Mathbio Seminar

Speaker: Jose Zamora (Materials and Biomaterials Science and Engineering Graduate Student)
Title: Stochastic Spatial and Temporal Population-based Model for the Co-emergence of Vascular Patterns.
Abstract: We have developed an on-lattice computational model that explores the relationship and co-emergence of two vascular cell types; endothelial cells (EC) and vascular smooth muscle cells (vSMC). These cell types differentiate from a common vascular progenitor cell (VPC) and have been shown to spatially orient themselves when creating functional 3D blood vessels, while in 2D cell cultures these cells self-arrange into spatially unique 2D patterns, e.g. clusters of ECs surrounded by SMCs. To further understand their co-emergence and micropattern formation we developed a computational model that incorporates both biochemical and physical cues. Our model consists of three differential equations, one for each of the three changing cell types; VPC, EC, and vSMC. Within these equations, we account for proliferation, differentiation, cell death, motility, and stochastic noise. We also include density sensing and paracrine signaling equations as potential influencers to their co-emergence. Our results show that we are able to reproduce the observed experimental micropatterns using different variables combinations. Additionally, when analyzing their phase space, we discovered that a well-defined step function emerged for motility and division; indicating a region where micropatterning will form and a region where one cell type will out preform the other. This was not true for the differentiation variable, thus indicating that differentiation does not play a role in micropattern formation. This trend held true for conditions that did and did not included density sensing and/or paracrine signaling. This model could eventually be useful for predicting the spatio-temporal development of 3D blood vessels from VPC.

> **Segmentation mask data**:
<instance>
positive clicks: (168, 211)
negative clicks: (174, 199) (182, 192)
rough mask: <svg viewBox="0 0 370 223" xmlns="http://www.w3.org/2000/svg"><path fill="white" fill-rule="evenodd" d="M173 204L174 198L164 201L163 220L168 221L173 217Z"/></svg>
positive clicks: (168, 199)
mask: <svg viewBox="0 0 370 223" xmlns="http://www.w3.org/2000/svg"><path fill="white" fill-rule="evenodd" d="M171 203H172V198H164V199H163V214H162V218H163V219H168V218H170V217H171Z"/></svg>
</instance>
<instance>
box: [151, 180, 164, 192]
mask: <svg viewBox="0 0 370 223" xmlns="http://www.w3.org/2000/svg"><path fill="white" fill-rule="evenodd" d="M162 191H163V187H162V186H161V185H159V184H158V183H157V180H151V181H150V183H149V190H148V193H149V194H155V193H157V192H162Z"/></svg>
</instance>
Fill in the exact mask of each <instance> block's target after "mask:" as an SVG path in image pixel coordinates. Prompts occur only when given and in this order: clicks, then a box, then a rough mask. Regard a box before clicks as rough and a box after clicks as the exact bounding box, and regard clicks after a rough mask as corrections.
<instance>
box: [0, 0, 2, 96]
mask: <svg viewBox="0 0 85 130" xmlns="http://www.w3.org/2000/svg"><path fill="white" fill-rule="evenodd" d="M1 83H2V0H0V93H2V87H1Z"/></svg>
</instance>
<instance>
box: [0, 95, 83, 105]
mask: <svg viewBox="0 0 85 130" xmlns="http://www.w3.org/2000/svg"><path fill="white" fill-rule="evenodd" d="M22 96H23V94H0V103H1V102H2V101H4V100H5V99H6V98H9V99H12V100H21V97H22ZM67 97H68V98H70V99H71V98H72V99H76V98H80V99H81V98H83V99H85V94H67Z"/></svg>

> **Prompt**: From the seminar announcement, reproduce verbatim the passage starting with "Mathbio Seminar" and going on through "of Vascular Patterns.".

> **Exercise output**:
Mathbio Seminar

Speaker: Jose Zamora (Materials and Biomaterials Science and Engineering Graduate Student)
Title: Stochastic Spatial and Temporal Population-based Model for the Co-emergence of Vascular Patterns.